> _Excerpted records_
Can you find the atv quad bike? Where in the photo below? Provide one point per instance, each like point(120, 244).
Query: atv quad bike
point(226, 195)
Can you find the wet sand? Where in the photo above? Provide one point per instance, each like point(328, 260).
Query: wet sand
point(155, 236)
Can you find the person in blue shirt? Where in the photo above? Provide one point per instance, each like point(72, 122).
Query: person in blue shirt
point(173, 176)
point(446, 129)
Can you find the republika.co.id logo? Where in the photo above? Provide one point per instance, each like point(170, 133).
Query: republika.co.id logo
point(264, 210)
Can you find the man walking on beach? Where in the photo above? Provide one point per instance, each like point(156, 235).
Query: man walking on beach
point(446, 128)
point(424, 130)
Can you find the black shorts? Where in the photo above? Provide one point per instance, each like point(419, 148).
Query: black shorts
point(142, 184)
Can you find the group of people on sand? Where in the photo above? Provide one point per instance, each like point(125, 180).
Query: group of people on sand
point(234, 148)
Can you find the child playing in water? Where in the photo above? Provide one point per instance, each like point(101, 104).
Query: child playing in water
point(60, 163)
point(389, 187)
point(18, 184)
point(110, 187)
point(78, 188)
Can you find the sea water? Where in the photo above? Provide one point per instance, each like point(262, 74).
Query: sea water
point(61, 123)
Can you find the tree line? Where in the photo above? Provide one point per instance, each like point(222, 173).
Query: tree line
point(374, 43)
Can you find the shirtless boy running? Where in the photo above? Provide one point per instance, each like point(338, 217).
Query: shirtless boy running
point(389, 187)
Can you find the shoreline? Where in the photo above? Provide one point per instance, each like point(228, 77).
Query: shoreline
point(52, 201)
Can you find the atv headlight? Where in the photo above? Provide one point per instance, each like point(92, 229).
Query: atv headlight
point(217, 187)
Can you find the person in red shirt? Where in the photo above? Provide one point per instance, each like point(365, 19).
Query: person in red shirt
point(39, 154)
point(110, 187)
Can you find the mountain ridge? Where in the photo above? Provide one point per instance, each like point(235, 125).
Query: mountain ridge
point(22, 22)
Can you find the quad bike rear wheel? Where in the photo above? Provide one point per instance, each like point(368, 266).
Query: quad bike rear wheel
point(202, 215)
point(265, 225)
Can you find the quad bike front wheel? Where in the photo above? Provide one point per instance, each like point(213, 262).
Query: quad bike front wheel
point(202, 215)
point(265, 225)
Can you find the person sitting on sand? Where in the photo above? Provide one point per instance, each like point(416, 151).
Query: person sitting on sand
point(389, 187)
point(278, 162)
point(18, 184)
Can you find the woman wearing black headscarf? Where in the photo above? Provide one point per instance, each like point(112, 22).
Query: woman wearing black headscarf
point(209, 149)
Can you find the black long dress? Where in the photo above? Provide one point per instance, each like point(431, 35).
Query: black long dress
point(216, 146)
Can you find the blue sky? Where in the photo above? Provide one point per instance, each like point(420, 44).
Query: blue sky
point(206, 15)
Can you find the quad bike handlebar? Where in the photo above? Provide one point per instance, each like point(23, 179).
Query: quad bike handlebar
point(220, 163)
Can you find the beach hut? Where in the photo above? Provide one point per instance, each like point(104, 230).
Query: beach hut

> _Task goal_
Pull out every line of the material above and repeat each one word for word, in the same order.

> _The completed task_
Can you find the atv quad bike? Where in the photo below? Provide one point per instance, each like point(120, 244).
Query: atv quad bike
point(226, 195)
Can you find the wet sand? Where in the photo above? Provide one point per instance, each like point(328, 260).
Query: wet sand
point(155, 236)
Can you find the person in blue shirt? Where in the photo above? Provide one point per instance, each like point(72, 122).
Query: person in blue shirt
point(173, 176)
point(446, 129)
Can you find the republika.co.id logo? Where in the photo above? Provide one point per instance, each like point(170, 133).
Query: republika.co.id logo
point(264, 210)
Can you find the man walking on beach? Where in the photo above? Provide one point per instance, each like point(156, 235).
Query: man walking on beach
point(446, 128)
point(424, 130)
Can you find the black shorts? Where in the photo above? Provide one point per instance, each like point(419, 148).
Query: black shorts
point(142, 184)
Can you find the group of people on sand? Where in the photo above? Provide one point per instance, each like point(125, 180).
Query: group of people on sand
point(234, 148)
Can you find the child playing in water? Where in the photo above? Provide one point per instance, each like point(101, 104).
Query: child playing in water
point(60, 163)
point(389, 187)
point(18, 184)
point(110, 187)
point(78, 188)
Can you find the sea water? Where in the photo above? Provide one point per instance, each like point(262, 74).
Query: sea water
point(61, 123)
Can you find the tree line? Where in the photo above? Provide one point per instance, each like point(222, 173).
Query: tree line
point(374, 43)
Can you find the shirtless boy running? Where in the photo above? Provide one point per instance, each like point(338, 217).
Query: shirtless boy running
point(389, 187)
Can you find the shoreline? Where in the photo above? Provide one point per instance, each like point(228, 77).
Query: shoreline
point(52, 201)
Can you find the atv headlight? Where in the photo above? Provide one point per instance, each like point(92, 229).
Query: atv headlight
point(217, 187)
Can you find the person in red shirt? Where in the photo above? Provide one point per instance, each like point(365, 19).
Query: person in red shirt
point(39, 154)
point(110, 187)
Can you find the mountain ridge? Where in the photo above? Provide one point per instance, each like point(235, 125).
Query: mountain ridge
point(22, 22)
Can you find the quad bike rear wheel? Where in the photo above? Provide one point per instance, each like point(368, 266).
Query: quad bike rear wheel
point(202, 215)
point(265, 225)
Can you find the quad bike front wheel? Where in the photo above? Provide one point per instance, each like point(213, 262).
Query: quad bike front wheel
point(202, 215)
point(265, 225)
Can you find the person sitting on sand? Where in the photo above? Provide one point per instance, each like point(416, 151).
Query: person sitting on sand
point(389, 187)
point(278, 162)
point(18, 184)
Can you find the woman wearing black headscarf? Where in the photo above? Provide one point per instance, each like point(112, 22).
Query: woman wearing black headscarf
point(209, 149)
Can you find the black long dress? Where in the photo above? Provide one point per instance, each like point(431, 35).
Query: black long dress
point(216, 146)
Can you find the blue sky? Where in the photo above? Provide one point per instance, each like point(420, 44).
Query: blue sky
point(206, 15)
Can you find the quad bike handlebar? Where in the photo above? Provide one point per instance, each like point(23, 179).
Query: quad bike handlebar
point(220, 163)
Can you find the beach hut? Where in the photo above? Provide one point per instance, each like point(104, 230).
Query: beach hut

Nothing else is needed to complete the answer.